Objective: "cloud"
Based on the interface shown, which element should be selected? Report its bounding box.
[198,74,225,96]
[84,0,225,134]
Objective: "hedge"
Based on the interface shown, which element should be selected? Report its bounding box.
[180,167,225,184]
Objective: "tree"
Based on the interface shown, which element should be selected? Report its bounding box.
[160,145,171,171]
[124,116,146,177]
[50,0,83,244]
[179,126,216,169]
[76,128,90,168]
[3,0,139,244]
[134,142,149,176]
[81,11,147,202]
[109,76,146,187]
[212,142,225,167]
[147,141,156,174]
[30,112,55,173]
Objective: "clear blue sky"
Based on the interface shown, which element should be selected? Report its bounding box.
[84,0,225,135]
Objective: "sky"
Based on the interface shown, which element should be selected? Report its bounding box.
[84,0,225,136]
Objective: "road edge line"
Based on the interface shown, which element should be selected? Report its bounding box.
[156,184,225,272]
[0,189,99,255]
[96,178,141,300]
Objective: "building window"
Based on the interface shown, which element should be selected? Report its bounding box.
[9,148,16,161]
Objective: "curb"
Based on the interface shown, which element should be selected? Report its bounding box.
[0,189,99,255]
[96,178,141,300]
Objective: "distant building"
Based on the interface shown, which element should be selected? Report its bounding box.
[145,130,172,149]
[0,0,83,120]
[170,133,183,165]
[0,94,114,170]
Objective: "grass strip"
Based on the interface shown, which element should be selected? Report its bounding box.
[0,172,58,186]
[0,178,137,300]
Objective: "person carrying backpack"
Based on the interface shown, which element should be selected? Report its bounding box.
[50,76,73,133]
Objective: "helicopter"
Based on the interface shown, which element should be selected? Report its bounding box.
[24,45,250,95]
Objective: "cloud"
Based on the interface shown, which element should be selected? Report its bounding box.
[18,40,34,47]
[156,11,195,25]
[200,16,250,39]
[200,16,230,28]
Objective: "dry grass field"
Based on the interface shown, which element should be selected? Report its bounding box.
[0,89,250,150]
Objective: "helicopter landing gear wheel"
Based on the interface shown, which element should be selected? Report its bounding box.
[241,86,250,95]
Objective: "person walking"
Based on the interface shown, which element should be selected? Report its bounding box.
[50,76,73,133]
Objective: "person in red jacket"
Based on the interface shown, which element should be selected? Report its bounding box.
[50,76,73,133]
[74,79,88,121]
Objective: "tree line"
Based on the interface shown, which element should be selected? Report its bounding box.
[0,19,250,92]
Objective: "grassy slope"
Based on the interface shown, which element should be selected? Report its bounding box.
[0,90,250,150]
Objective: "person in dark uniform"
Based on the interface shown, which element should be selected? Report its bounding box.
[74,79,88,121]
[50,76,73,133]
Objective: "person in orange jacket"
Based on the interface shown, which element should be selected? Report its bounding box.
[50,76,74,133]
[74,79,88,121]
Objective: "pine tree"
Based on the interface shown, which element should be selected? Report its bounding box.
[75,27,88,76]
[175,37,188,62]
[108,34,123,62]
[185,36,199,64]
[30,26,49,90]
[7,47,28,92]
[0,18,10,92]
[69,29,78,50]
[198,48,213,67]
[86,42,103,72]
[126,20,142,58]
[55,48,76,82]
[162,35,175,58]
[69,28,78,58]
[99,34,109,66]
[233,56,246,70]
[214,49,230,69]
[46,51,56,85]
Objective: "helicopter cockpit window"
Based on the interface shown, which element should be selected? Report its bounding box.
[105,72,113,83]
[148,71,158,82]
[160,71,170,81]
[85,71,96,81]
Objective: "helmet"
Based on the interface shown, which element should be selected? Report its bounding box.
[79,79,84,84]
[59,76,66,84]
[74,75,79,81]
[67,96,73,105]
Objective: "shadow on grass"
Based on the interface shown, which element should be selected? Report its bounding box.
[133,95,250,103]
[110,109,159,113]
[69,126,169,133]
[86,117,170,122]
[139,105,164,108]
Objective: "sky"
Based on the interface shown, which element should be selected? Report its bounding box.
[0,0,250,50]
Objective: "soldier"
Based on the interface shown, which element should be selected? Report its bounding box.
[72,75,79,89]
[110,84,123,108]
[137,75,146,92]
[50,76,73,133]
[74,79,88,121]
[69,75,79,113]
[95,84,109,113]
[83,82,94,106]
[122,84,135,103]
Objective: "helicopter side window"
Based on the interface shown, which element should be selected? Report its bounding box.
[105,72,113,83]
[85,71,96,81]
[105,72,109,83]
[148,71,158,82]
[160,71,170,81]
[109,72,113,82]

· · · · · · ·

[Aim of the task]
Pull out every line in the entries above that contains the string "window".

[Full solution]
Objective: "building window"
Objective: "helicopter cockpit window"
Objective: "helicopter side window"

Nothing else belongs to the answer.